[Rows from a segmentation dataset]
>> START
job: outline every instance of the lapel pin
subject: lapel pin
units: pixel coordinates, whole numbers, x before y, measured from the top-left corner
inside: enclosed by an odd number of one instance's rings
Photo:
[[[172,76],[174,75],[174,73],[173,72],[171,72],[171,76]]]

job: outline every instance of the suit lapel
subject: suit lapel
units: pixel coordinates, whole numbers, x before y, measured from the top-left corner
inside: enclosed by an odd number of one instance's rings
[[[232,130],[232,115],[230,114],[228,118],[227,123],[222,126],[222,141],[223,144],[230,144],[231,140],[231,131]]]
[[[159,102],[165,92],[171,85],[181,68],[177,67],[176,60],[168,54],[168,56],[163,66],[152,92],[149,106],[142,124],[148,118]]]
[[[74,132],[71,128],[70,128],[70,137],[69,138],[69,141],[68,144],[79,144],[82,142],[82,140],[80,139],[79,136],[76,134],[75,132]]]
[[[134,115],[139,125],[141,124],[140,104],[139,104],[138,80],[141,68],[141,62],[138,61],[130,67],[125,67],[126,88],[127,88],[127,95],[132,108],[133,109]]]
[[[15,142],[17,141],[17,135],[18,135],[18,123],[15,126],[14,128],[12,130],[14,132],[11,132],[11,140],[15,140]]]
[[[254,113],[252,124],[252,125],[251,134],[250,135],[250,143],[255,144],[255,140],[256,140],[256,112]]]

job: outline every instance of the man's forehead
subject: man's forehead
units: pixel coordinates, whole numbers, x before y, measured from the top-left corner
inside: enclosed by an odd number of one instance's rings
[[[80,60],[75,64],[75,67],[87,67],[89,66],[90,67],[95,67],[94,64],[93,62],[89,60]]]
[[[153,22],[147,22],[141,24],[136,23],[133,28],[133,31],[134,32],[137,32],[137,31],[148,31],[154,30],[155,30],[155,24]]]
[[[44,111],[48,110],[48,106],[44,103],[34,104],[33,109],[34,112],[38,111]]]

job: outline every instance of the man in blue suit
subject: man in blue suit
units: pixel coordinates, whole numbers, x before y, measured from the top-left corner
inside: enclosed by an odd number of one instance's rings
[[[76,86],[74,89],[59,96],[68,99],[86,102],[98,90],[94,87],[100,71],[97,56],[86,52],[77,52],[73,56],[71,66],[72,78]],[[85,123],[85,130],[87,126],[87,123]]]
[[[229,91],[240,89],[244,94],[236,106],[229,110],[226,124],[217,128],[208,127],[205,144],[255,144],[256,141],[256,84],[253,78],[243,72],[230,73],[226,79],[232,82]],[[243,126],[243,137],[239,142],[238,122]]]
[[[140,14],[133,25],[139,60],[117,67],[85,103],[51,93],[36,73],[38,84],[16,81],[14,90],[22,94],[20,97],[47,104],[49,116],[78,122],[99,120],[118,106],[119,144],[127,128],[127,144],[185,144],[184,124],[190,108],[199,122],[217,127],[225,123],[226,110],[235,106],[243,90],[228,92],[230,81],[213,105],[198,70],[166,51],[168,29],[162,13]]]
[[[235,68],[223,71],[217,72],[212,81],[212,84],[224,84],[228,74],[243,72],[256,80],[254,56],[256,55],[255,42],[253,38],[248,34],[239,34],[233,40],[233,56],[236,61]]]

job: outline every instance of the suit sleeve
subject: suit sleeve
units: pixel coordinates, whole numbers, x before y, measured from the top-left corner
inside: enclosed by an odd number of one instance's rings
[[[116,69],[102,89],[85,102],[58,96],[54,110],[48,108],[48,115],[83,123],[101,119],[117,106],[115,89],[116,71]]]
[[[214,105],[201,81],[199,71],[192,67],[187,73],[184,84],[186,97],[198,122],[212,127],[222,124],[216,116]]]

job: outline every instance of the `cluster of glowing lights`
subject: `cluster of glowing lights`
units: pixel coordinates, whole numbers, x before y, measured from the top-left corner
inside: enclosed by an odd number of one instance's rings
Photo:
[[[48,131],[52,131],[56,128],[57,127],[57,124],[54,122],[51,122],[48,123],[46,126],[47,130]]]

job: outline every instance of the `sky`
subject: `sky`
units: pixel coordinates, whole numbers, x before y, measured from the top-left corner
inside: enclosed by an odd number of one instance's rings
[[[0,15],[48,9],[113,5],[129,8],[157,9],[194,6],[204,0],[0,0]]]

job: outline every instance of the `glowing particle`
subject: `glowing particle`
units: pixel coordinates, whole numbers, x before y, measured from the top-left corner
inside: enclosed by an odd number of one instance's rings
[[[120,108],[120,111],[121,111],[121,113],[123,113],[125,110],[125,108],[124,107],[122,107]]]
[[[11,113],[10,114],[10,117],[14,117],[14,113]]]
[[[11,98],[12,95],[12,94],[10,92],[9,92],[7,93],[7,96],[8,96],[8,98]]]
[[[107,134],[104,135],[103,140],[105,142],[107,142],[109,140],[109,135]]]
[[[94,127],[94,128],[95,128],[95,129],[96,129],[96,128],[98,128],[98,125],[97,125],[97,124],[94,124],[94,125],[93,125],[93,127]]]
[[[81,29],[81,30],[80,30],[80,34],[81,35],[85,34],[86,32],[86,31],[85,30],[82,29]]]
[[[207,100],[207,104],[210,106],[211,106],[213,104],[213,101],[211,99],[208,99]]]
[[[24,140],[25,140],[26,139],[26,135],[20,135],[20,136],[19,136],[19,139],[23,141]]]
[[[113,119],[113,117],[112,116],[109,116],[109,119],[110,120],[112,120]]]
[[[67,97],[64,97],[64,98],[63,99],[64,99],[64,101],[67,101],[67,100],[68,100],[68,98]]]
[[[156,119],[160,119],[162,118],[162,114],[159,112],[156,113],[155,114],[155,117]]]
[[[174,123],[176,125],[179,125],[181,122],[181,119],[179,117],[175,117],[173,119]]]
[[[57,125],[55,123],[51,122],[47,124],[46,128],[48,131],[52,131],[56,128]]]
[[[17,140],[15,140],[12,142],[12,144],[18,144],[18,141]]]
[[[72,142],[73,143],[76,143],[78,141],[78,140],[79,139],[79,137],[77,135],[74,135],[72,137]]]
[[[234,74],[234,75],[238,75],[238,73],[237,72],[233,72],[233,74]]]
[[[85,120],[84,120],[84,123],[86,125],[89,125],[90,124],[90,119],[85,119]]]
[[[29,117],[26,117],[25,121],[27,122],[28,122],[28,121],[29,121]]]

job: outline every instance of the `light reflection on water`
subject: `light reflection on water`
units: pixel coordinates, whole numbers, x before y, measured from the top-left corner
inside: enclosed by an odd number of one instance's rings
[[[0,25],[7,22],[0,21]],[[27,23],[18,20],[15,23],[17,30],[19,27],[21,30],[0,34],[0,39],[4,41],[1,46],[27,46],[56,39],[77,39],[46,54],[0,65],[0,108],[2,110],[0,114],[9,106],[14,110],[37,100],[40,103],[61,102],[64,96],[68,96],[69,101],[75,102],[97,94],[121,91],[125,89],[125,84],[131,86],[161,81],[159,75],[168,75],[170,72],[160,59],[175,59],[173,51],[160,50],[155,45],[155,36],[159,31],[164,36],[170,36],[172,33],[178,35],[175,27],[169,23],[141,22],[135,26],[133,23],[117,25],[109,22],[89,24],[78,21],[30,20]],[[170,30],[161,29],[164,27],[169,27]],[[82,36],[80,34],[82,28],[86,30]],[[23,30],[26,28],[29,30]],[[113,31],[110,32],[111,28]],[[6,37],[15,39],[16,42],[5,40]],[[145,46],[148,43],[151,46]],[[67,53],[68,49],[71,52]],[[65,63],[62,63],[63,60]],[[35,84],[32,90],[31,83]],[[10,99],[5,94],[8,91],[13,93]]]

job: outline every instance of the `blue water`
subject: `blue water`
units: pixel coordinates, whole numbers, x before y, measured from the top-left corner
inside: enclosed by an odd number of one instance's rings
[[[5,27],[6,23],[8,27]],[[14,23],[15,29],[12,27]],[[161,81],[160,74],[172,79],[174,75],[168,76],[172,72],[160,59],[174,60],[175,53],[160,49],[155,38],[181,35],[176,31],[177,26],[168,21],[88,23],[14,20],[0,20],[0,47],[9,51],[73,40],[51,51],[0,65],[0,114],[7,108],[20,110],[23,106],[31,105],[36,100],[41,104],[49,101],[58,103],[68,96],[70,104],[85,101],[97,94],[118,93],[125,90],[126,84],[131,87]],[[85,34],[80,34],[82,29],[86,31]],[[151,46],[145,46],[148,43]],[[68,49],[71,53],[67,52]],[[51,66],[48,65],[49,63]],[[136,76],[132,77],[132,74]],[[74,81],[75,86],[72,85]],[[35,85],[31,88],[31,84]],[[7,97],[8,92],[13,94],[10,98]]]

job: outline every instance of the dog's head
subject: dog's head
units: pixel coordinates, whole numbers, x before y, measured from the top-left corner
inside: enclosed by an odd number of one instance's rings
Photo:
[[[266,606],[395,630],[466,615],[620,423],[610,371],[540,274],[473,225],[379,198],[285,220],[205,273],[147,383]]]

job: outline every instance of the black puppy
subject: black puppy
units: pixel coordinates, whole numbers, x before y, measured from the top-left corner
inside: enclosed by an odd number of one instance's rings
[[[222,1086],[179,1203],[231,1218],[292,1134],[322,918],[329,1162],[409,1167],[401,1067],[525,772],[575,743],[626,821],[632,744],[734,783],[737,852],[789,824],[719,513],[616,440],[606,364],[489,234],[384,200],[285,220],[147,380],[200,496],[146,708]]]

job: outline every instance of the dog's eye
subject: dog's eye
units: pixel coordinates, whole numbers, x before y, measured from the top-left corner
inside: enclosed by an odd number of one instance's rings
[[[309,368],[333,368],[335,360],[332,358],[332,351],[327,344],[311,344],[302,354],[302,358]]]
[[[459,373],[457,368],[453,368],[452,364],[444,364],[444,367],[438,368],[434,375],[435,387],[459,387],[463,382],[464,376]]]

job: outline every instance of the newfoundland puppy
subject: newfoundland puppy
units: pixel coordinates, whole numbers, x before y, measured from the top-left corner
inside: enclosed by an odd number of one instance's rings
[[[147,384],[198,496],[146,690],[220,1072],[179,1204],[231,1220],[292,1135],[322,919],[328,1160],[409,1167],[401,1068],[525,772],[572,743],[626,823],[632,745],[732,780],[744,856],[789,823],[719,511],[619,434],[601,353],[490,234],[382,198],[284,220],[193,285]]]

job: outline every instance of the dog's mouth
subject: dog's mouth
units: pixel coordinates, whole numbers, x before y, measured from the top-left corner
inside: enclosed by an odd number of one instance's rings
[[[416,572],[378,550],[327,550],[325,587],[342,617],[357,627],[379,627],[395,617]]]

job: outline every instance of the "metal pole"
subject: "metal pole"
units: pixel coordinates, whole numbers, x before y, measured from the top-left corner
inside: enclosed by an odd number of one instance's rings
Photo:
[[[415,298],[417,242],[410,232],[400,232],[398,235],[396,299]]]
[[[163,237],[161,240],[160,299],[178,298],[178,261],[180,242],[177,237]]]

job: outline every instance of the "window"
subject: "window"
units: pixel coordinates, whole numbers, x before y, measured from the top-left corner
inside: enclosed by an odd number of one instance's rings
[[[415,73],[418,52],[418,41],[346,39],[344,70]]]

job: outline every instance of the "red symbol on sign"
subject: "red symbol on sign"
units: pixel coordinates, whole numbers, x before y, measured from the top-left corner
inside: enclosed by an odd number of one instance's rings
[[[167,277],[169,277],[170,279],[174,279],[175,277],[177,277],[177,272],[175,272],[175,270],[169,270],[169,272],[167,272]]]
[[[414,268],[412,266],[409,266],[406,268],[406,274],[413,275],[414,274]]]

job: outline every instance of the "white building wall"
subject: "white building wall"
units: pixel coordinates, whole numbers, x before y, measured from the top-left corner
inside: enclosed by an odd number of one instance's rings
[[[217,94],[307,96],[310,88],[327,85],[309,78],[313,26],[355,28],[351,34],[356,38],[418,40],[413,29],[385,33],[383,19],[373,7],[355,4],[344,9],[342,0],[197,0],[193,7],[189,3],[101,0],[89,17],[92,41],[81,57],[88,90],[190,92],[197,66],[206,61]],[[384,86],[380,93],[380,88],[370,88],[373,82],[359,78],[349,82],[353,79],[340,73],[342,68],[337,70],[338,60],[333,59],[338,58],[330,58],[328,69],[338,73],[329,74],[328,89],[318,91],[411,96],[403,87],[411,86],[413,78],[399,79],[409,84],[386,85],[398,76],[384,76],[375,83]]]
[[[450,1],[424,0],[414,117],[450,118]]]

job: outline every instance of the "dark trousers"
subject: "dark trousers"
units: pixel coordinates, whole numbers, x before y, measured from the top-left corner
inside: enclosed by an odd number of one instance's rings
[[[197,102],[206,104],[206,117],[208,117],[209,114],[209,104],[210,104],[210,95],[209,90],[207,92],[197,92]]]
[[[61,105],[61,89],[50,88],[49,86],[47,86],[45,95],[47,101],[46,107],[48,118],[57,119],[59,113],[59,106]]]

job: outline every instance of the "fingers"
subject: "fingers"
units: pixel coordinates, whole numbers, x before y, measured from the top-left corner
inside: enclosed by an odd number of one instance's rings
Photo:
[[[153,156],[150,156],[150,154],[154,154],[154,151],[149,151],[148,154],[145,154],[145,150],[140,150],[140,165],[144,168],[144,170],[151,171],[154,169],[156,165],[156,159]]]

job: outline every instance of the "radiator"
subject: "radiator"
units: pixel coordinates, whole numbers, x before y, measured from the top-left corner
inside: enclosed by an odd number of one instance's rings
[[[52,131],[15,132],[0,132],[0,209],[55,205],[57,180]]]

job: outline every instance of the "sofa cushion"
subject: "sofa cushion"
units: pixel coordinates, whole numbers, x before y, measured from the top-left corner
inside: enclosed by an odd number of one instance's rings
>> END
**The problem**: Arrange the record lines into a numbered list, starting with the line that contains "job: outline every instance of the dog's eye" and going on through the line that contains "[[[415,73],[418,52],[418,41],[346,39],[344,70]]]". Leave out blank lines.

**The response**:
1. job: outline every instance of the dog's eye
2. subject: dog's eye
3. units: pixel coordinates, whole numbers, x before y, measured from the top-left corner
4. inside: enclosed by an odd number of one instance's rings
5. [[[309,368],[333,368],[335,360],[332,358],[332,351],[327,344],[311,344],[302,354],[302,358]]]
6. [[[459,373],[457,368],[453,368],[452,364],[444,364],[444,367],[438,368],[434,375],[435,387],[459,387],[463,382],[464,376]]]
7. job: outline every instance of the newfoundland puppy
8. subject: newfoundland puppy
9. units: pixel coordinates, whole numbers, x before y, measured from the top-left corner
10. inside: enclosed by an odd number of one instance's rings
11. [[[147,384],[198,496],[146,690],[220,1072],[179,1204],[231,1220],[292,1135],[322,919],[328,1160],[409,1167],[401,1068],[525,772],[572,743],[626,823],[632,745],[732,780],[744,856],[789,823],[719,511],[619,434],[601,353],[490,234],[382,198],[284,220],[193,285]]]
12. job: outline every instance of the dog's mouth
13. subject: dog's mouth
14. units: pixel coordinates, whole numbers, x before y, measured from the top-left corner
15. inside: enclosed by an odd number of one instance's rings
16. [[[416,572],[378,550],[327,550],[325,587],[342,617],[357,627],[379,627],[395,617]]]
17. job: outline every instance of the "metal pole"
18. subject: "metal pole"
19. units: pixel coordinates, whole numbers, x before y, measured from the top-left corner
20. inside: enclosed by an odd number of one instance's rings
21. Photo:
22. [[[415,298],[417,242],[410,232],[400,232],[398,235],[396,299]]]
23. [[[163,237],[161,240],[160,299],[178,298],[178,261],[180,242],[177,237]]]
24. job: outline every instance of the "window"
25. subject: "window"
26. units: pixel coordinates, whole numbers, x before y, measured from the top-left corner
27. inside: enclosed by an odd number of one instance's rings
28. [[[415,73],[418,52],[418,41],[346,39],[344,70]]]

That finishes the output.